§ **Task brief**: Transcribe the part of the article on tutoring for learning loss in Guilford County Schools, copying everything from "To be most effective, tutoring" down to "and AASA webinar.".

§ **Selected extract**:
North Carolina district recruits tutors from local colleges to address learning loss

From K-12 Dive

By Shawna De La Rosa

July 14, 2021

Dive Brief:

In an effort to make up for learning loss accrued over a year of COVID-19 disruption, North Carolina’s Guilford County Schools formed small group tutoring sessions to fill the gap, according to The Hechinger Report.

Beginning in September 2020, the district recruited tutors from local colleges and universities, with a focus on engineering, math and education majors. Bringing in tutors from local historically Black colleges and universities also allowed them to connect more learners with tutors who looked like them.

Math was the primary subject Guilford’s program focused on, and the initial tutors were placed in Title I middle schools with priority given to English learners, students with disabilities, students with histories of chronic absenteeism, and those struggling with schoolwork. Initial diagnostic exams show early positive results, and students have also reported boosts in confidence levels.

Dive Insight:

Though tutoring is touted as a strong solution to reverse learning loss, it’s often distributed inequitably. For parents, it’s an expensive option and many can’t afford it. Weaving it into the school day takes away time from other subjects. Some stakeholders suggest implementing a permanent tutoring system by adding 30 minutes to the school day. It’s an expensive proposition however. Providing tutoring to the nation’s 20,000 lowest performing schools would cost about $10 billion a year.

Research indicates tutoring is one of the most effective ways to bring students up to speed, with one study finding frequent one-to-one tutoring increased the learning rates of students with lower performance. Weekly sessions, on the other hand, weren’t as effective.

Tutoring for younger students tends to be more effective for reading, according to National Bureau of Economic Research, though a different set of data in a working paper suggests tutoring is more beneficial to high school students in math. Researchers from NWEA, a nonprofit assessment company, found students’ math scores were 5 to 10 percentage points lower than would be expected upon their return to in-person learning.

High-dosage tutoring (HDT) embeds tutoring into the school day for all students. It’s personalized and has teacher-student ratios of less than three-to-one. This tutoring method is most effective when it’s focused on math. About 12 states have implemented in-school, small group tutoring with lessons closely aligned with the curriculum.

An AmeriCorps-staffed Minnesota Reading Corps program reportedly boosted higher-risk students’ reading levels by about a year. A study from the University of Chicago Education Lab found HDT can raise math grades, as well. That tutoring model consisted of daily 45-to-50-minute, two-to-one instruction sessions. The study found the program cost about $3,500 to $4,300 per student per year.

To be most effective, tutoring programs should focus on students’ strengths and include social-emotional supports, according to participants in a Learning Policy Institute and AASA webinar.

§ **The data**:

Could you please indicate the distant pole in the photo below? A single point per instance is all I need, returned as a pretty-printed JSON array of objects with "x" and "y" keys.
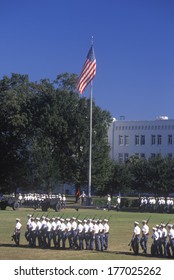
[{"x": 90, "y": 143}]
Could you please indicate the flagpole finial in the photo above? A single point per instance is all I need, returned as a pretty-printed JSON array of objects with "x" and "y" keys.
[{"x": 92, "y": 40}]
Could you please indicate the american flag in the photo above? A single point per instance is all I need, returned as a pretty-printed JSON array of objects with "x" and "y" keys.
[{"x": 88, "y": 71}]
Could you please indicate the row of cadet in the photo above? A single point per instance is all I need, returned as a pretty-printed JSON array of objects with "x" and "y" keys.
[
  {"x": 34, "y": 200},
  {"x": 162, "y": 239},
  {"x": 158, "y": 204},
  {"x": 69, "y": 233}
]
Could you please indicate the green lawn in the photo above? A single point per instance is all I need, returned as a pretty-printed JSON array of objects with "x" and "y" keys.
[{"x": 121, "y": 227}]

==

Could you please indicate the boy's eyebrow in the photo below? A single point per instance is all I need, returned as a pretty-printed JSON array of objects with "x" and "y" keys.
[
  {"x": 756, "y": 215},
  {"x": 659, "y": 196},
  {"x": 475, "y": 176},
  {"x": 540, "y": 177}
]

--

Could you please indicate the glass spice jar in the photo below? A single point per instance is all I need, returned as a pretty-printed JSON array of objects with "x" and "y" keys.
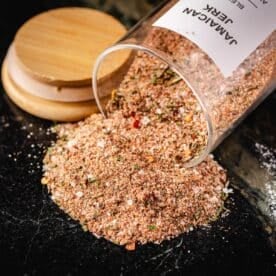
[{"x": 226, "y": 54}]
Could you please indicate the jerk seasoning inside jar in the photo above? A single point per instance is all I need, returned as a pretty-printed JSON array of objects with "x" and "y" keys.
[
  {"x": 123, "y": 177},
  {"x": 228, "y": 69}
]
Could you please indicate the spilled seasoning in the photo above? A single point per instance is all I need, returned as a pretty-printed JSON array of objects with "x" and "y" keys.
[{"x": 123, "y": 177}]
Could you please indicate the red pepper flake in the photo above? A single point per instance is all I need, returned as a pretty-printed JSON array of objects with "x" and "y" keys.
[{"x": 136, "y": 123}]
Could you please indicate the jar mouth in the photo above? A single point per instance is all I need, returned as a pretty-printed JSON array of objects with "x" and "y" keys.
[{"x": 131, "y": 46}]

§ **Task answer**:
To be most effective, tutoring programs should focus on students’ strengths and include social-emotional supports, according to participants in a Learning Policy Institute and AASA webinar.